_
_
_
_
_

La Aurora de Enrique Morente

La viuda del cantaor ultima una exposición de su arte y un festival en memoria del músico Un disco póstumo recoge un directo grabado poco antes de su muerte

Diego A. Manrique
Aurora Carbonell, viuda de Enrique Morente, retratada la semana pasada en Madrid.
Aurora Carbonell, viuda de Enrique Morente, retratada la semana pasada en Madrid. carlos rosillo

El periodista acude a la cita con Aurora Carbonell con cierta aprensión. La ahora viuda de Enrique Morente siempre funcionó como una muralla frente al maelstrom que era la vida profesional de su marido (y ahora, la de sus hijas). Aurora Carbonell se asignó una misión de protección que llevaba —y lleva— a rajatabla.

Pero hoy le toca dar la cara. Está en marcha un programa de conciertos, recitales de poesía y exposiciones en honor de Enrique (1941-2010). El Memorial Morente Más Morente incluye, a partir del 14 de febrero, en el Teatro Español, la primera muestra de los cuadros, dibujos y esculturas de Aurora. Confiesa que pintaba “desde siempre, pero estar al lado de un genio te obliga a aparcarlo todo, a callar para aprender. Aunque Enrique insistía en que siguiera, que no lo dejara de ninguna manera”.

De hecho, Morente (Universal), el doble disco que acompaña al Memorial, lleva una obra de Aurora. “Iba a cantar al Liceo de Barcelona y se empeñó en que pintara los ojos de Picasso sobre su chaqueta. Un disparate, se llevó la chaqueta puesta, todavía húmeda. Luego, se extravió. Yo la daba por perdida, hasta que Fernando Crespo [encargado del flamenco en Universal Music] me dijo que la tenía guardada”.

=-=-=

## REQUISITOS
Según el artículo sobre Aurora Carbonell, ¿en qué teatro se presenta la primera muestra de sus cuadros, dibujos y esculturas a partir del 14 de febrero?

=-=-=

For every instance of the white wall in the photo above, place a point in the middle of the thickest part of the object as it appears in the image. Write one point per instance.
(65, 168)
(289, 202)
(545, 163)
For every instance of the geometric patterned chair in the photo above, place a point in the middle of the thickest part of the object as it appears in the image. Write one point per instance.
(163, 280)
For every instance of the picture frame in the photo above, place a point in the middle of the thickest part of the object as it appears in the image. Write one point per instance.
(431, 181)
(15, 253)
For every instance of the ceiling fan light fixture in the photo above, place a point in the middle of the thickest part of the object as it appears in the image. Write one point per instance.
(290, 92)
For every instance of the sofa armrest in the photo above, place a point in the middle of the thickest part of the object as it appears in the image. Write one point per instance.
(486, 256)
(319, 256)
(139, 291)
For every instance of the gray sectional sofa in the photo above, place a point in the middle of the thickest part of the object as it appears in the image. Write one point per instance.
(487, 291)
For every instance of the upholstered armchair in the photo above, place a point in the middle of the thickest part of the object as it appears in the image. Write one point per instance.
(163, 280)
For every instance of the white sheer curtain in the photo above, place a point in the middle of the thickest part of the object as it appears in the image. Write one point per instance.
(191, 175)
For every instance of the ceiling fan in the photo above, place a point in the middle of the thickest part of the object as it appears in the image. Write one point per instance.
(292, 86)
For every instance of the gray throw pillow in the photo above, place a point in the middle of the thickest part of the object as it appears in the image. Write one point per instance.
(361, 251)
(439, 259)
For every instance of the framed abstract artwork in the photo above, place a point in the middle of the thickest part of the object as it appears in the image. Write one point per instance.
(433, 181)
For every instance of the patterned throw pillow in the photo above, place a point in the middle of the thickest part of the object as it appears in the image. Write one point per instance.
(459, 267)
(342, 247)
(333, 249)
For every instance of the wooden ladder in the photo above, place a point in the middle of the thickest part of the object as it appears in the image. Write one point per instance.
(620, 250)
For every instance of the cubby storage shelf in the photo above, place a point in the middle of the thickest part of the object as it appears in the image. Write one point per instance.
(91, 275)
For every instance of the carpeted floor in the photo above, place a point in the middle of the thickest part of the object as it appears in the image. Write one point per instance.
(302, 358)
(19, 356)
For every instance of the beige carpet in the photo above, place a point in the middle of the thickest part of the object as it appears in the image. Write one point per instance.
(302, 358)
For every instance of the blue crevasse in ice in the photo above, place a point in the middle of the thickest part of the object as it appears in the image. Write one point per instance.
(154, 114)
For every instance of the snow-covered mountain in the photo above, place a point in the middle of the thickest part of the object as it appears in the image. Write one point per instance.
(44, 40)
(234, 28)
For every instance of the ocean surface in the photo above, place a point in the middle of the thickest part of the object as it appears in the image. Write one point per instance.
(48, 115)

=-=-=

## RESULTADO OBTENIDO
En el Teatro Español.